# Material supplied
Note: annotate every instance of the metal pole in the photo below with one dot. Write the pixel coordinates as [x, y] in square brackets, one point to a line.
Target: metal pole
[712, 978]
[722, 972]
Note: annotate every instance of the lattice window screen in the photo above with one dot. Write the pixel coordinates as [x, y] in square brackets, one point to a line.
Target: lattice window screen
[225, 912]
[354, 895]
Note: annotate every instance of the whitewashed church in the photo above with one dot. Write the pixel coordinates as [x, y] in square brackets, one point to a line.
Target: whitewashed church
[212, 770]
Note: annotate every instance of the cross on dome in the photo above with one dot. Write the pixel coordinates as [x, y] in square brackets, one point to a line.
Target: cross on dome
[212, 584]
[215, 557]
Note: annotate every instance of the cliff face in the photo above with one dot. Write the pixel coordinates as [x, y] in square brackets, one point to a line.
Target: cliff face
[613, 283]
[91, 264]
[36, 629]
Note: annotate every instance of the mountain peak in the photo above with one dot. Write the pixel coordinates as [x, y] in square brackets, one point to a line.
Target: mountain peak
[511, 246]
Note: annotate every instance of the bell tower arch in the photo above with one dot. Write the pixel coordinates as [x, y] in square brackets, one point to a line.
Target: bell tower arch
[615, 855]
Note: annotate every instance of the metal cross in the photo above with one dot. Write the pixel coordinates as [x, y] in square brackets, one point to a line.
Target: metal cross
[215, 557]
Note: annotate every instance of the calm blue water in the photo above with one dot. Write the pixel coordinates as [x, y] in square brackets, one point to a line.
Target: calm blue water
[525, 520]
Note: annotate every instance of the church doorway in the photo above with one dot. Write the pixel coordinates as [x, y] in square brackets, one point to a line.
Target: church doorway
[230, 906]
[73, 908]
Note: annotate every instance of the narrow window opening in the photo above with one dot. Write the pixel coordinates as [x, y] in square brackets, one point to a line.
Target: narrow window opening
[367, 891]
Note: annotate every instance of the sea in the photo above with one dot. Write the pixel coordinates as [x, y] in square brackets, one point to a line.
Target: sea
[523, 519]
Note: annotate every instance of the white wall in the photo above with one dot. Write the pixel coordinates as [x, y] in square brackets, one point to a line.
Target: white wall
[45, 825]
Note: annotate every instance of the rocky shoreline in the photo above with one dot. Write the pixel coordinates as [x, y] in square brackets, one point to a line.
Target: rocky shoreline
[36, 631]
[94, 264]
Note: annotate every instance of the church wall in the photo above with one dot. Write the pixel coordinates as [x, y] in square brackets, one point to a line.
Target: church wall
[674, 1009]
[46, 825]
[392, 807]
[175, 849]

# Your objective
Convert all of the data above into a numbered list with one entry per line, omitting any blank lines.

# Correct answer
1. Note: annotate every instance of the metal pole in the photo below with one dot. Write the pixel coordinates as [x, y] in square brackets, one point to a line.
2. Target: metal pole
3. [712, 978]
4. [722, 972]
5. Note: annotate every instance of the lattice window screen in the photo above with one dot. Write the pixel coordinates as [x, y] in square brackets, one point to a line.
6. Target: lattice window screen
7. [225, 912]
8. [354, 895]
9. Note: annotate every instance of the whitewashed church in the photo above with one dot. Write the pixel coordinates as [x, y] in square brackets, one point to a line.
10. Target: whitewashed church
11. [212, 770]
12. Note: annotate every instance of the cross on dome in the photo above with one dot. Write the pixel coordinates as [x, y] in square brackets, one point to a line.
13. Target: cross on dome
14. [212, 584]
15. [215, 557]
16. Note: annotate every instance of the cliff face in the photo above with one dot. Write the pixel coordinates as [x, y] in square brackets, one point to a line.
17. Target: cliff face
18. [613, 283]
19. [91, 264]
20. [36, 629]
21. Note: annotate every instance of the mountain peak in the photo above with one dot. Write the pixel coordinates as [x, y] in square brackets, one point to a line.
22. Target: mountain peak
23. [511, 246]
24. Note: annotate every instance of the bell tower arch in the photo above with one dot. Write the pixel coordinates as [x, y] in square brackets, one point to a line.
25. Target: bell tower arch
26. [615, 855]
27. Note: annotate every instance of the metal cross in the photo above with one dot. Write the pixel coordinates as [x, y] in square brackets, one point to a line.
28. Target: metal cross
29. [215, 557]
30. Note: annotate every instance of the calm blue water in the photo above with one dot. Write the pixel coordinates as [x, y] in square brackets, one point to a line.
31. Target: calm blue water
32. [525, 520]
33. Note: annotate every instance of the church doorway in the photo above with one dot. Write the pixel coordinates as [x, y] in square brackets, one point to a line.
34. Target: church doorway
35. [230, 906]
36. [73, 908]
37. Note: annotate every instance of the narrow window opening in the photo above with one dot. Write the pixel coordinates as [x, y] in square brackets, one point to a line.
38. Target: narrow window opening
39. [367, 891]
40. Note: annotate every instance of the sea in the photo above with one dot. Write the pixel coordinates as [x, y] in square brackets, one point to a line.
41. Target: sea
42. [523, 519]
43. Note: annotate every instance of the white wall in the photo above with one dot. Write the pixel coordinates as [x, y] in square brackets, one point to a line.
44. Target: white wall
45. [45, 825]
46. Note: annotate every instance of the rocky shoreline in the photo above with one dot. Write the pixel coordinates as [x, y] in square brackets, one point to a line.
47. Target: rocky shoreline
48. [36, 631]
49. [94, 264]
50. Note: annotate every instance of the church wall in the photo above with one dot. Write the pixel coordinates as [x, y] in square brackets, one point to a line.
51. Target: church wall
52. [674, 1009]
53. [46, 825]
54. [392, 807]
55. [175, 849]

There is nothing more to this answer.